## begin Record list

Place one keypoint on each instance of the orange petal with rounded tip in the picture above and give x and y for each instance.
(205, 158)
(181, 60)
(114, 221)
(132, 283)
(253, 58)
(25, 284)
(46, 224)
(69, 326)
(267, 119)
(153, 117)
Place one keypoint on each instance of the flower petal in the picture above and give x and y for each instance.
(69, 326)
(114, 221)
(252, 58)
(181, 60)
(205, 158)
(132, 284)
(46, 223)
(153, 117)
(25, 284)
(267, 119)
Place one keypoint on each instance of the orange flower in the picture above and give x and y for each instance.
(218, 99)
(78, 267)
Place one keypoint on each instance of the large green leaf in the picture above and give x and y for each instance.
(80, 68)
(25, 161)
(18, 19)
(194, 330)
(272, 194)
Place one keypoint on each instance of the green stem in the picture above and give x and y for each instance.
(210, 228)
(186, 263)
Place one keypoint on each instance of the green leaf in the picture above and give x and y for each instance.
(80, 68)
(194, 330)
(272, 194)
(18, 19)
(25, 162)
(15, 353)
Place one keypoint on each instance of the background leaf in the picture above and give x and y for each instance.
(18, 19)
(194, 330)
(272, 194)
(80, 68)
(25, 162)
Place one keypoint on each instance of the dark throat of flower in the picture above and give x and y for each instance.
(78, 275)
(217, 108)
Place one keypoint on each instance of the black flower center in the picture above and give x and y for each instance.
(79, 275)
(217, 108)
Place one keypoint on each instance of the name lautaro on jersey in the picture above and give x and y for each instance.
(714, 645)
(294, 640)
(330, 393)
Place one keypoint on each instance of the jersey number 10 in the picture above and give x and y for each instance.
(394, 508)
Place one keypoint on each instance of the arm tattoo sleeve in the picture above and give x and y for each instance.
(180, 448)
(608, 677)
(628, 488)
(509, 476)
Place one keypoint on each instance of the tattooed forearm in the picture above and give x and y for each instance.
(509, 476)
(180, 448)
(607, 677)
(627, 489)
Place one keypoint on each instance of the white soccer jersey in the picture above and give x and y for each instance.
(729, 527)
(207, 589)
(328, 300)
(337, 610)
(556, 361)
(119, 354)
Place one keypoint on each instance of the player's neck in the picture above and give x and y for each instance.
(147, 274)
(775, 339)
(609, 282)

## end Record list

Goal
Send back exactly the lines from the line with "Place one keypoint on each instance of the flower" through the end of the records.

The response
Place one keypoint on each instance of the flower petal in the picture above and give x and y for each instance.
(69, 326)
(114, 221)
(252, 58)
(181, 60)
(205, 158)
(132, 284)
(46, 223)
(153, 117)
(25, 284)
(267, 119)
Place one keypoint on each instance of the orange flower in the picture above and give x and y for each instance.
(218, 99)
(78, 267)
Place one keypoint on each instance of the large green leaf in the picture above and give x and y for each instance.
(80, 68)
(25, 161)
(18, 19)
(194, 330)
(272, 194)
Place one keypoint on each instance of the green stem in the picture above and give x and y for each instance.
(210, 228)
(186, 263)
Place one keypoint on each instance of the green leaf in the picture above and give x and y for each instance.
(80, 68)
(194, 330)
(272, 194)
(18, 19)
(25, 162)
(15, 353)
Place one keypoint on each instance of the background leaf in the picture above and give x and y for each instance.
(18, 19)
(194, 330)
(272, 194)
(80, 68)
(25, 162)
Place one keypoint on each instance of the dark throat of flower in the picture above and give x and y for each instance.
(78, 275)
(217, 108)
Place one keypoint on each instance of the black flower center in the picture above and give x and y for each instance.
(79, 275)
(217, 108)
Place one keypoint on each instance of the name lautaro on jersey in the picture above and give x and y for each instance.
(714, 645)
(294, 640)
(330, 393)
Place one keypoint on each instance of the jersey number 10 in the picture above and give x and y for each instance.
(394, 508)
Place one keypoint on each instance of the arm tattoo sleeve in the picture above and give x and y for each instance.
(180, 448)
(608, 677)
(628, 488)
(509, 476)
Place one keypoint on each instance of the tattooed forearm in the picture above and give x and y for each instance.
(509, 476)
(180, 448)
(607, 677)
(627, 489)
Place one keypoint on each instance of the white soccer jersey in the picture above and give x and y for each instance.
(729, 527)
(207, 589)
(328, 300)
(337, 610)
(556, 361)
(119, 354)
Place one keypoint on each instance of the player's neck in the picture above and give x and y for each instance.
(147, 274)
(775, 339)
(609, 282)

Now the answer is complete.